Copy the lines from the line with "query (the noun phrase to segment): wooden" to the line with "MULTIPOLYGON (((1 210, 0" in full, and increase every vertex coordinate in the outline answers by 52 while leaving all other text unchanged.

******

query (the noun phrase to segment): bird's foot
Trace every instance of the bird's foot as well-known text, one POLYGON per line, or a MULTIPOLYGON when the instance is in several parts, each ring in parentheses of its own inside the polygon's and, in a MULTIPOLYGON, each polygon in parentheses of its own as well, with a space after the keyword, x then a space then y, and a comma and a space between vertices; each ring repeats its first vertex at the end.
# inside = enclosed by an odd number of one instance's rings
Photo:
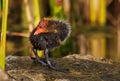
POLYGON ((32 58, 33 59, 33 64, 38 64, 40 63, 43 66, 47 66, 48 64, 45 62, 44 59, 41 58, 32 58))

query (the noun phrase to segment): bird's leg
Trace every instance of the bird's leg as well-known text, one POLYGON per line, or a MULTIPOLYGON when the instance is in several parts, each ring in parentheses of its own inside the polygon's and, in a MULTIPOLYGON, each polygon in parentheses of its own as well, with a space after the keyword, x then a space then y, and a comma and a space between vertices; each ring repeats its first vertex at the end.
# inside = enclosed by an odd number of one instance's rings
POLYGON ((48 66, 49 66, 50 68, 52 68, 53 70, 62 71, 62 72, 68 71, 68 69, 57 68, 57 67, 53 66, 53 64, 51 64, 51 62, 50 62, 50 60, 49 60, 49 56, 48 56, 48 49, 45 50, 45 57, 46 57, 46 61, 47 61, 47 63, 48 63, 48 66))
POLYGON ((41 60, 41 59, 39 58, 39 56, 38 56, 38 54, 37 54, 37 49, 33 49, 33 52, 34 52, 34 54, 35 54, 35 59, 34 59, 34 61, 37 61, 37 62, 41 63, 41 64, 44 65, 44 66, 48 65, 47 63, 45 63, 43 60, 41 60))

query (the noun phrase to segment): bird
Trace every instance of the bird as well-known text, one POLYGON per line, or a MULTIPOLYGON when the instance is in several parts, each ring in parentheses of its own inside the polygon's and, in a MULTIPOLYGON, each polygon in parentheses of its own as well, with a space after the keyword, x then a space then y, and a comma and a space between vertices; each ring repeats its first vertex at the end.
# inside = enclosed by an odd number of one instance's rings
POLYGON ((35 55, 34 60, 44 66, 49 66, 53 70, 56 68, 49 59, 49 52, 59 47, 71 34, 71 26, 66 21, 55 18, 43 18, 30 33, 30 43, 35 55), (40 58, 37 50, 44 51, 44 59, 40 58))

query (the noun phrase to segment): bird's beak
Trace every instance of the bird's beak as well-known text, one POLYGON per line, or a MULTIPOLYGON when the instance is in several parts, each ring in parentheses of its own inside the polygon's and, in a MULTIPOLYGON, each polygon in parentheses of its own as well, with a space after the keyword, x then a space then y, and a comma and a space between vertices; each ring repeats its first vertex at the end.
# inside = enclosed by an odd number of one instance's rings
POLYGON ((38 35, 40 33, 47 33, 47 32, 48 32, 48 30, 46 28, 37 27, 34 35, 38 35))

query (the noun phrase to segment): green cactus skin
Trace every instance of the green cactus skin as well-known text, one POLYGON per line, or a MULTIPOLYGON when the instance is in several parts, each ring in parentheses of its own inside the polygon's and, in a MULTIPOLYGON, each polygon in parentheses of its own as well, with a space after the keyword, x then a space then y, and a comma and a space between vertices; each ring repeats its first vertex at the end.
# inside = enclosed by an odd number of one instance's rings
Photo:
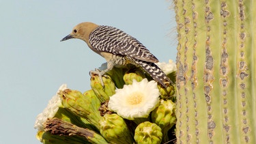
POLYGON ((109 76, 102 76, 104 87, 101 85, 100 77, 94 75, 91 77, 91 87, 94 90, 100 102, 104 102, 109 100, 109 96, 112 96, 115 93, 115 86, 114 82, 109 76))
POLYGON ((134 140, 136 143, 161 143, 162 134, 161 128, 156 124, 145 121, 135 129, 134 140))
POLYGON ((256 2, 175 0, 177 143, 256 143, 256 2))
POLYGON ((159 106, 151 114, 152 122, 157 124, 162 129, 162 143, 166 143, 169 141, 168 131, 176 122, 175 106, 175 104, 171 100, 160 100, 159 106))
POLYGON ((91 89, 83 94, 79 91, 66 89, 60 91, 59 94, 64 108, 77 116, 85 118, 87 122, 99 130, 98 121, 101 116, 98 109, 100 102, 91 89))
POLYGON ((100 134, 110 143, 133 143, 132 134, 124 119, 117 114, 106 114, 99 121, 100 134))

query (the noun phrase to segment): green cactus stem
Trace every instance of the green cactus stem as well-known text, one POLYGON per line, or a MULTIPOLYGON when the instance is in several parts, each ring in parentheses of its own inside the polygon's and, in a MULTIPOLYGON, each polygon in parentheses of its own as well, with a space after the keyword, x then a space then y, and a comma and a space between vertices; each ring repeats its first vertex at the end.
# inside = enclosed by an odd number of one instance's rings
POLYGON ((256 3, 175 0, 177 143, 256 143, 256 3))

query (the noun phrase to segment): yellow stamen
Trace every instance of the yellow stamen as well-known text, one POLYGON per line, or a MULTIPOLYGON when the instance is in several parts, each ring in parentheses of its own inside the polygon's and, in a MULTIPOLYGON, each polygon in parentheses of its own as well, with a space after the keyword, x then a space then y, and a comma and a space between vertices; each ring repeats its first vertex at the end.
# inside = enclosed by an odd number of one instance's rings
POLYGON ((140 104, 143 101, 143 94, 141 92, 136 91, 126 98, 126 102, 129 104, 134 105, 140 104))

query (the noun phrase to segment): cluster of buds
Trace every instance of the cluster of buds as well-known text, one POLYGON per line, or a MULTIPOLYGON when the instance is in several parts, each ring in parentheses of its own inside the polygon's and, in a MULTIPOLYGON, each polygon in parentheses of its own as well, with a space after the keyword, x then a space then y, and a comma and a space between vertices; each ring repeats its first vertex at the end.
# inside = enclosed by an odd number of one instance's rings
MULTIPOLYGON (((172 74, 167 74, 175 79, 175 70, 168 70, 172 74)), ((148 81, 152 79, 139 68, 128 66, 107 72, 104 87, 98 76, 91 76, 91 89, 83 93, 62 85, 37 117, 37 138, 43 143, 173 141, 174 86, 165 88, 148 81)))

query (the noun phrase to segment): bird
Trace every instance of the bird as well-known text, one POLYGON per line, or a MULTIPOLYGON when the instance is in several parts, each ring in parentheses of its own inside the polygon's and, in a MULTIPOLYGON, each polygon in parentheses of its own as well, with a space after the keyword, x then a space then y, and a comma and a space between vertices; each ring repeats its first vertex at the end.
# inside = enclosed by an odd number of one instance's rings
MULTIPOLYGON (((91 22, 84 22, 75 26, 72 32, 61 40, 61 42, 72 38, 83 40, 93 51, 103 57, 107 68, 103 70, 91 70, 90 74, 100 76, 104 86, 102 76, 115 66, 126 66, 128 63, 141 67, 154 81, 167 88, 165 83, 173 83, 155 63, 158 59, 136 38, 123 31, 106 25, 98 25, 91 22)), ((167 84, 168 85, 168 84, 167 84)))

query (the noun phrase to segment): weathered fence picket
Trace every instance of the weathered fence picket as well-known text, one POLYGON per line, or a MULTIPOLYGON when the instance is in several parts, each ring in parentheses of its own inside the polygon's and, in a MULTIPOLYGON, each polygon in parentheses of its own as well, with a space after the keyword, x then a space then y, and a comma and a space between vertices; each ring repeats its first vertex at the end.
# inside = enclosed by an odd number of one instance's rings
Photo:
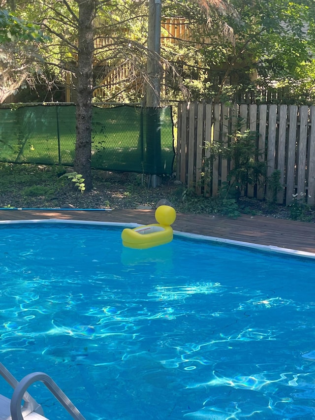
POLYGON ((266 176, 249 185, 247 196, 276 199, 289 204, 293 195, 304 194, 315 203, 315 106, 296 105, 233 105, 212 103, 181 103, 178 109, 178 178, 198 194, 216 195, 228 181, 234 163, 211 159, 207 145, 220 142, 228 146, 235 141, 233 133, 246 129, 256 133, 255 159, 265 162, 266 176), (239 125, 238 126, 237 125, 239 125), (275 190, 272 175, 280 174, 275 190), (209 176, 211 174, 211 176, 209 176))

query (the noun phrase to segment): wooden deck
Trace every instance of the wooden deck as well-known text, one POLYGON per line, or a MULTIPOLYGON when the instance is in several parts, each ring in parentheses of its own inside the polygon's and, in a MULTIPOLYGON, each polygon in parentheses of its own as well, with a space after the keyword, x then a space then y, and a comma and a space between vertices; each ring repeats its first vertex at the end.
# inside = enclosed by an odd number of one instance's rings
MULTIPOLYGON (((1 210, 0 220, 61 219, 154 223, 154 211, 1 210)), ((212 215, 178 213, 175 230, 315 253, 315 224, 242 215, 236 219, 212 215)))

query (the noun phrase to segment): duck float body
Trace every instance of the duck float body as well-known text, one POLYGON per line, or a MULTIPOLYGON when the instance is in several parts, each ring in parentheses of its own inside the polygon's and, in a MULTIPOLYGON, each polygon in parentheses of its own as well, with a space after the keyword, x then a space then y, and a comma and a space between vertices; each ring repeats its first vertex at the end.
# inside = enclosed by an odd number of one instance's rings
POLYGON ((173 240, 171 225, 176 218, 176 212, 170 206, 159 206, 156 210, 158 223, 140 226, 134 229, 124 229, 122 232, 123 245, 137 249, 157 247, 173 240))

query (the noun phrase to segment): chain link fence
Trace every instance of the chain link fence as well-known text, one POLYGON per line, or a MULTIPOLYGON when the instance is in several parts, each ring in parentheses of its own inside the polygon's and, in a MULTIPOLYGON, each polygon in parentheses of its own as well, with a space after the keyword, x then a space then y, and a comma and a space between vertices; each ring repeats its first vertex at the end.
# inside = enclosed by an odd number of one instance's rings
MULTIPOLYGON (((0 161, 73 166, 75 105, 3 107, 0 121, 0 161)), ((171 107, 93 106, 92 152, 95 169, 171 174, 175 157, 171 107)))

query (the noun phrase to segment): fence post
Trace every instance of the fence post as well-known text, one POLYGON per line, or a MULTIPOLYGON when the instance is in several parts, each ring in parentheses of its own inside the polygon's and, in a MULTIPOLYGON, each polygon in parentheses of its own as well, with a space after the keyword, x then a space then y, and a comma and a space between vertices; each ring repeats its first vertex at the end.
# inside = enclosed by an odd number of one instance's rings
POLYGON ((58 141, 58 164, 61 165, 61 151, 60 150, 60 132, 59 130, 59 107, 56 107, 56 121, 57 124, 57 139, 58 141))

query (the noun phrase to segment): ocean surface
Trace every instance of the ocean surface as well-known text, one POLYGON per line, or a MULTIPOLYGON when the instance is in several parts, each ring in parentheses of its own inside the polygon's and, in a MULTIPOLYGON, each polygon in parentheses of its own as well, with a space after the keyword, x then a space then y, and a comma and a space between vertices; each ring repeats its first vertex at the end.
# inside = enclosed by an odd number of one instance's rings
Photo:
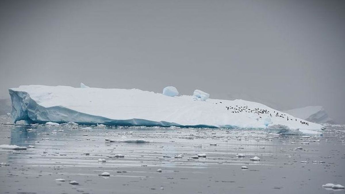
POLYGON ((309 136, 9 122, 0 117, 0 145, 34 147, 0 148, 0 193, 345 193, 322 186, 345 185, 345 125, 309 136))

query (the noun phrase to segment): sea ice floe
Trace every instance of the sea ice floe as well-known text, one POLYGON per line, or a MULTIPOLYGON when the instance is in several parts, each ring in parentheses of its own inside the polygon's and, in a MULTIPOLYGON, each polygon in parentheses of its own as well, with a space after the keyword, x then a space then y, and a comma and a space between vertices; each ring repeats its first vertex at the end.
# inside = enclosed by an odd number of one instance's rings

******

### [Task solution]
query (the noun phrase to segment): wooden deck
Trace every instance of the wooden deck as well-known text, one POLYGON per line, or a MULTIPOLYGON when the instance is in several parts, each ring in parentheses of its own inside the polygon's and, in a MULTIPOLYGON, each polygon in parentheses of its own as well, with a space after the keyword, x then a space then y, and a comma and a space between vertices; each ring repeats its first vertex at the end.
# inside = enclosed by an odd number of one instance's rings
MULTIPOLYGON (((53 262, 52 272, 113 271, 206 275, 206 263, 53 262)), ((264 267, 230 265, 227 282, 367 305, 367 276, 294 267, 288 271, 264 267)))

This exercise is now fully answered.